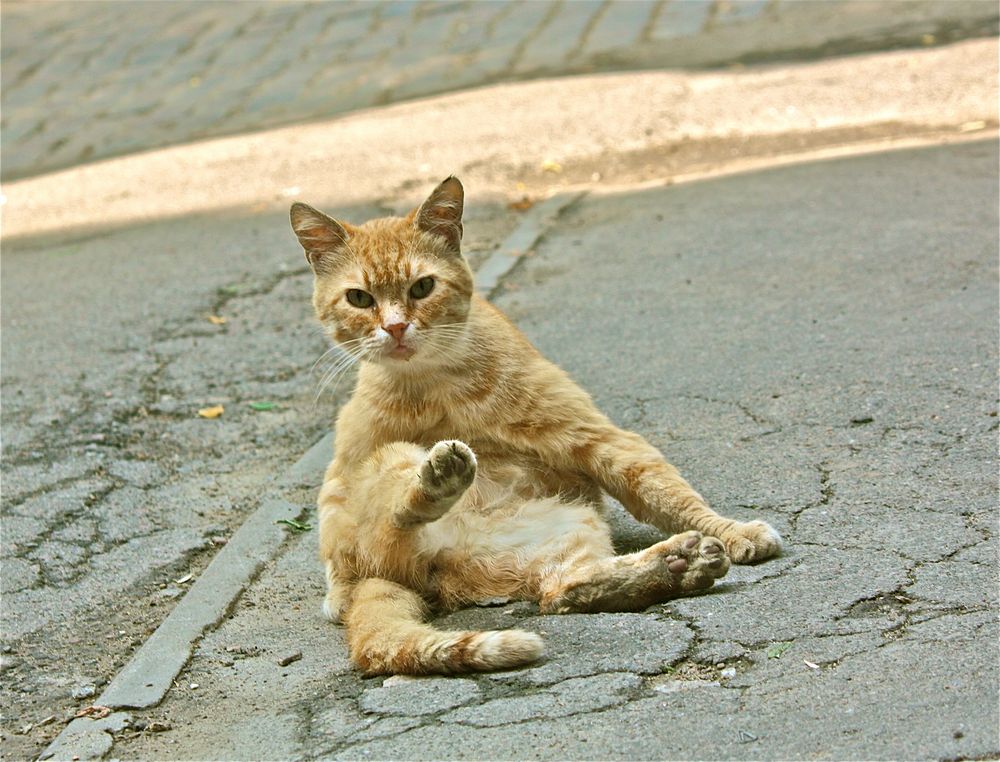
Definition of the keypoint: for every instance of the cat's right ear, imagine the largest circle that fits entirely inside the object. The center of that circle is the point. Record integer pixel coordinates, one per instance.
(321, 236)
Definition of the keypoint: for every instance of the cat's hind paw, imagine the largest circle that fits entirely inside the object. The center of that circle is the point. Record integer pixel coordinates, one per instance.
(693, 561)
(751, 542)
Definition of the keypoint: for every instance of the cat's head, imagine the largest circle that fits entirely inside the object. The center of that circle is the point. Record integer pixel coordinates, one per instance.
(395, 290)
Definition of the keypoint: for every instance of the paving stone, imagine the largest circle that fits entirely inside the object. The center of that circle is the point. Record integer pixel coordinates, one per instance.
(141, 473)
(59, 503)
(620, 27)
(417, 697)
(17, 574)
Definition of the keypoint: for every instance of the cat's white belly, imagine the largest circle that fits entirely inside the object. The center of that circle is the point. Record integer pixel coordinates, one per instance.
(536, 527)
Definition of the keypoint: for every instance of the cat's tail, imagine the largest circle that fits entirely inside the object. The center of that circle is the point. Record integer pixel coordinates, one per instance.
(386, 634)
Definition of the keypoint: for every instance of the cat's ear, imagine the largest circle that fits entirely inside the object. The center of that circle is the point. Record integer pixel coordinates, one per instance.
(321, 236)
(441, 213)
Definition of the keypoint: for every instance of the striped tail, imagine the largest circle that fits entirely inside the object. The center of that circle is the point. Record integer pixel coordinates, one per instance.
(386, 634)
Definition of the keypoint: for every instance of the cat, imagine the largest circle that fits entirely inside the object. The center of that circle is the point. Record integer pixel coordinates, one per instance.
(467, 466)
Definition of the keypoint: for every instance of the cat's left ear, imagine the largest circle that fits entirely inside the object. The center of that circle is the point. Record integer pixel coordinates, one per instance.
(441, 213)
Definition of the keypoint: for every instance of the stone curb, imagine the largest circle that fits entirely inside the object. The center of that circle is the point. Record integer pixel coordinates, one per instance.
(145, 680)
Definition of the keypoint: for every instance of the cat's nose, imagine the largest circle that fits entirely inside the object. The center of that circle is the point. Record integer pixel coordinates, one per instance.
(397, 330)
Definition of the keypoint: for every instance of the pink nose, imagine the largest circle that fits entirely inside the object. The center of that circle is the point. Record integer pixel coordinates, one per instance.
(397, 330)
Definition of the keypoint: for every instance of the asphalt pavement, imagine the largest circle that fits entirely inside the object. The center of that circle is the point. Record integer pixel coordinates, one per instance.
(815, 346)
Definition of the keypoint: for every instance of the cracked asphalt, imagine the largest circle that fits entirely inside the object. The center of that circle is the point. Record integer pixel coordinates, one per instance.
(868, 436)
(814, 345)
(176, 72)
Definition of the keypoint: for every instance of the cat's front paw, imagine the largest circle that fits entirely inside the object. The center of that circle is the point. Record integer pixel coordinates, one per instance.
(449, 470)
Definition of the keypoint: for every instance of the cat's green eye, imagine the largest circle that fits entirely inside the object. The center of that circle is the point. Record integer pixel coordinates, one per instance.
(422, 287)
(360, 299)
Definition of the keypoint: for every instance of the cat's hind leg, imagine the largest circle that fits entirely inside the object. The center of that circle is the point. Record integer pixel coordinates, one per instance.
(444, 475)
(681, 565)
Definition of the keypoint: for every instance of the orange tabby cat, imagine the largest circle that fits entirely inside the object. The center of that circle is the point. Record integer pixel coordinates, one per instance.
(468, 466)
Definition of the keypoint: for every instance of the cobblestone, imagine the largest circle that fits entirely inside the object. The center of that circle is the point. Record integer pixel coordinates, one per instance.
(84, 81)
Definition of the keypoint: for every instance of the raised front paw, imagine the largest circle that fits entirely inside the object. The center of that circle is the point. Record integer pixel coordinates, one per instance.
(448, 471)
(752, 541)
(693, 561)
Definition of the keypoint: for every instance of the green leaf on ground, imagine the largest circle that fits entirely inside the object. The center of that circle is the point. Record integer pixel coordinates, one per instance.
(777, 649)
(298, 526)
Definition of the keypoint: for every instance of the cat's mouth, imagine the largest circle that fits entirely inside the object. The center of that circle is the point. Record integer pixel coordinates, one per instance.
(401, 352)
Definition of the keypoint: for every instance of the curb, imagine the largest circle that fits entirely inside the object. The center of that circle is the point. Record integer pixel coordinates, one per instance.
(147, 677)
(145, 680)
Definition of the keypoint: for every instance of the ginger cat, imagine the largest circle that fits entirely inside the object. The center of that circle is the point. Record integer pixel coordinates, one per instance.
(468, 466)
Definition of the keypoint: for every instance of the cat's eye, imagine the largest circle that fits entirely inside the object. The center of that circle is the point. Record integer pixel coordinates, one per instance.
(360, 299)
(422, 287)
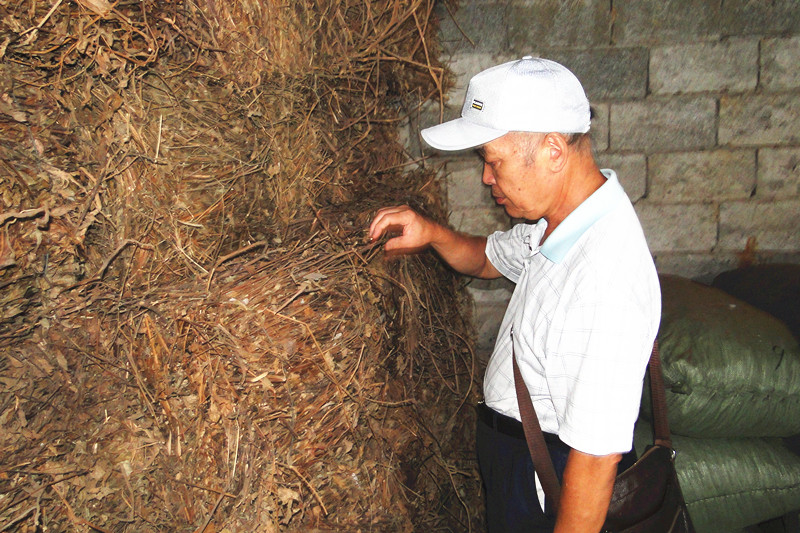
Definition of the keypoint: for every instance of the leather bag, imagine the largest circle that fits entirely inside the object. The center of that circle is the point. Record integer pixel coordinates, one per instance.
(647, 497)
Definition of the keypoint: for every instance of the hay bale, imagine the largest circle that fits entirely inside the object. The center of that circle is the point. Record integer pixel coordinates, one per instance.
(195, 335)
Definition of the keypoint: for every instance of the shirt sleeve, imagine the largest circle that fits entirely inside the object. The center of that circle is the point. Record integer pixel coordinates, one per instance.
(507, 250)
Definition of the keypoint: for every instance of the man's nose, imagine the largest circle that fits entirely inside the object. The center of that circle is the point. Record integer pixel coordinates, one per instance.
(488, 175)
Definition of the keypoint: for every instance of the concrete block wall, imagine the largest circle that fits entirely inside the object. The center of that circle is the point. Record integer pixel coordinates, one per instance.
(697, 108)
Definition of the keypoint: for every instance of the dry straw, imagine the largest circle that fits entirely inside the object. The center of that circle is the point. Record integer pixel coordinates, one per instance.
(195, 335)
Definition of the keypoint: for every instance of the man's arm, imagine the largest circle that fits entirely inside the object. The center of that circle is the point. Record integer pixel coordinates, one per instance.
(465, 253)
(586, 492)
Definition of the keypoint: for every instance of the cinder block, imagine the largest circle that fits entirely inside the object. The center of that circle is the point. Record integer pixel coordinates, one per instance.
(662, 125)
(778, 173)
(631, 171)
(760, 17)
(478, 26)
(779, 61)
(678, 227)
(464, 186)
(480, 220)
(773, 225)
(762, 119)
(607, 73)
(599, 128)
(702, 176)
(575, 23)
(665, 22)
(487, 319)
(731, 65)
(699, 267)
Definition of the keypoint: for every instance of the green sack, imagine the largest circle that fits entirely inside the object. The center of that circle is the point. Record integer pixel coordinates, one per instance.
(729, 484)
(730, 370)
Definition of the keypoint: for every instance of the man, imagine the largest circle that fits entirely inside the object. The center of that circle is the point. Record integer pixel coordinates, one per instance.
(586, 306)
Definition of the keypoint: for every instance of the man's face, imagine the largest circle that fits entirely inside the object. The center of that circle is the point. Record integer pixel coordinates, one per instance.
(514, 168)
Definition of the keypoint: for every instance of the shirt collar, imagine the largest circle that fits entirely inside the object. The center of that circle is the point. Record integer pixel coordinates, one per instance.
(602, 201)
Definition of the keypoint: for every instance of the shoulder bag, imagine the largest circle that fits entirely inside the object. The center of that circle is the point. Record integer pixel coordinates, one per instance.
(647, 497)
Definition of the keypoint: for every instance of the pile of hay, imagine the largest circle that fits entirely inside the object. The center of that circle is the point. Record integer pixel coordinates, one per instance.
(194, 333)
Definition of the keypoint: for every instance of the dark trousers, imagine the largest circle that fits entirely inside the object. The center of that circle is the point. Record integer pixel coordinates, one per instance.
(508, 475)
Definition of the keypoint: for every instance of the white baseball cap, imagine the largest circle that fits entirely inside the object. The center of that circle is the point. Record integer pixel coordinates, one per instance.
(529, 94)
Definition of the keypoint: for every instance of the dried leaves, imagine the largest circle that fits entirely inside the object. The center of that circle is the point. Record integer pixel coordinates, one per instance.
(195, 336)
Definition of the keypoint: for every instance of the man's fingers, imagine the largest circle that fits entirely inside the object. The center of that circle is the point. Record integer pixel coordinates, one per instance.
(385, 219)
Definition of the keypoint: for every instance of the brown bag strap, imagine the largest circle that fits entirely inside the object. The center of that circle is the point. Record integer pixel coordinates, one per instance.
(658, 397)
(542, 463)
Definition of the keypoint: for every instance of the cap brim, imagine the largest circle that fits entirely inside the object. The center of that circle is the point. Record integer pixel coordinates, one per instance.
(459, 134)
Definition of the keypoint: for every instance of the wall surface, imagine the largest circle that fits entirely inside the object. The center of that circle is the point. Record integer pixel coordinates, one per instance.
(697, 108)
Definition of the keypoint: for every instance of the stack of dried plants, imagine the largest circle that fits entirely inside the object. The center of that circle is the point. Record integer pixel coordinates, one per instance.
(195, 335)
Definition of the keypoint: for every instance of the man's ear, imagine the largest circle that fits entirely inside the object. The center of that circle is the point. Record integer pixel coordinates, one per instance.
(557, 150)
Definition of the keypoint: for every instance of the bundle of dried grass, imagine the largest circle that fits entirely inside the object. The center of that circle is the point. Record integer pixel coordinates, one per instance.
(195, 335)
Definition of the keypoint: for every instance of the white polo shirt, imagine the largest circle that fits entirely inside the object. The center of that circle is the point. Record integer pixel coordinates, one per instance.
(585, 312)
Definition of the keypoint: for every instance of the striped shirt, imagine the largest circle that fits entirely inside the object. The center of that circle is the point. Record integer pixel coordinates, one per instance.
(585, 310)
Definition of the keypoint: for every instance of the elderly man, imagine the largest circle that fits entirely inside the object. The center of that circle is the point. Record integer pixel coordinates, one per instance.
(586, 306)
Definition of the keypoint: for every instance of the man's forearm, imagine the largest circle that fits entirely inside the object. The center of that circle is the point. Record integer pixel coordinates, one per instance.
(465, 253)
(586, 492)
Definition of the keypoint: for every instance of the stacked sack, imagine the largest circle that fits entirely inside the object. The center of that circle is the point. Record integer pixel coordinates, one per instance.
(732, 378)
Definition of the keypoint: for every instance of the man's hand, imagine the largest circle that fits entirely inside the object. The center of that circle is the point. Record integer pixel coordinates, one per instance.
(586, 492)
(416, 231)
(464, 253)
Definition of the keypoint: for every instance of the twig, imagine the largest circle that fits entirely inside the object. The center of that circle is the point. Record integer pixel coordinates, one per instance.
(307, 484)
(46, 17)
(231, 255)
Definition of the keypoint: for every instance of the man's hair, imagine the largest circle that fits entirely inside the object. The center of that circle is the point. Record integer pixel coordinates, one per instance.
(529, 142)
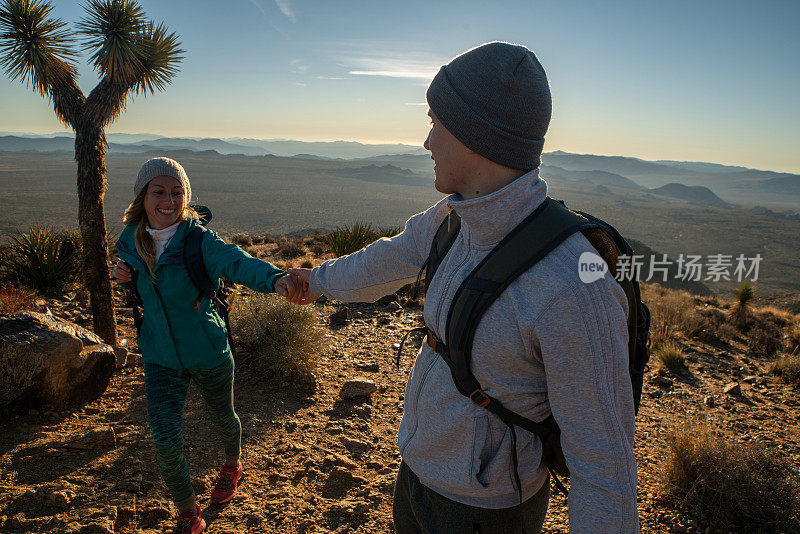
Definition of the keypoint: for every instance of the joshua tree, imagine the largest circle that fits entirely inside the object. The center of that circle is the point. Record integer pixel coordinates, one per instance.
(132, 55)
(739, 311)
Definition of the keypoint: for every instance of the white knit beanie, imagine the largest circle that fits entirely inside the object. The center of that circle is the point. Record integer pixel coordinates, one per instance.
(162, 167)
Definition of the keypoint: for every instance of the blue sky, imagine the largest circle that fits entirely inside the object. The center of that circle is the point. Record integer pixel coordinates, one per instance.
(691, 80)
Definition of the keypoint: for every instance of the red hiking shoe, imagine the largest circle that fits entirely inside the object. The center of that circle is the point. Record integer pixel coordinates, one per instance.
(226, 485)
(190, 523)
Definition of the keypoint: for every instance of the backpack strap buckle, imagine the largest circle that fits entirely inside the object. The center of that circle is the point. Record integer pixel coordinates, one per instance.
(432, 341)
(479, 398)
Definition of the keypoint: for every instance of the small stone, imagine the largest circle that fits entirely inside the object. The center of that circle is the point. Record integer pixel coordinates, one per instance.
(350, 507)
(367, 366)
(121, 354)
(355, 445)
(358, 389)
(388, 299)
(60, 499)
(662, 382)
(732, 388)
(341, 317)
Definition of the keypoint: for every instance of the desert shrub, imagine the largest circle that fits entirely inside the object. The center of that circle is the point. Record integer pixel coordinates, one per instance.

________________

Reproduce only the lines between the line containing "Definition of the keypoint: for every instance of the white knit" and the last line of the records, those two lines included, exactly.

Definition of the keypoint: for every instance of the white knit beanie, imagine the largest circle that fits entirely inside the object. The center of that circle is the point. Record integer pixel coordinates, one per instance.
(162, 167)
Definition of the keypoint: for every instance of the blue sky, imagine the largest circle that fits entirely inside the object. The center of that circle is the point. Record integer pixel coordinates, one per instance.
(691, 80)
Definition of the keypoint: for every instance of the red hiking shoe, imagine the largest circle that fits entirely inside the object. The center of that circle is the point. Record integer pixel coordinates, one per instance.
(226, 485)
(190, 523)
Definition of the keypoint: for every instance of the backpack strap buckle, imagine the largest circle that fits entirely inside the object. The center of that circle is the point. Record integer pixel coordinates, one per instance.
(432, 341)
(479, 398)
Definition of the keypoint: for every instance of the small stone, imagine the largest circle that fits entirely inside the object. The center of that circle is the point. Record integer pixel coordinates, one per instance.
(350, 507)
(367, 366)
(121, 354)
(355, 445)
(358, 389)
(388, 299)
(60, 499)
(662, 382)
(732, 388)
(341, 317)
Definition of the keypoint: for every instance of the desert shrub, imagine the largest circle that fits entirely inside the object. The center of that circle is the point. Record integer pixel coordinates, one per instance.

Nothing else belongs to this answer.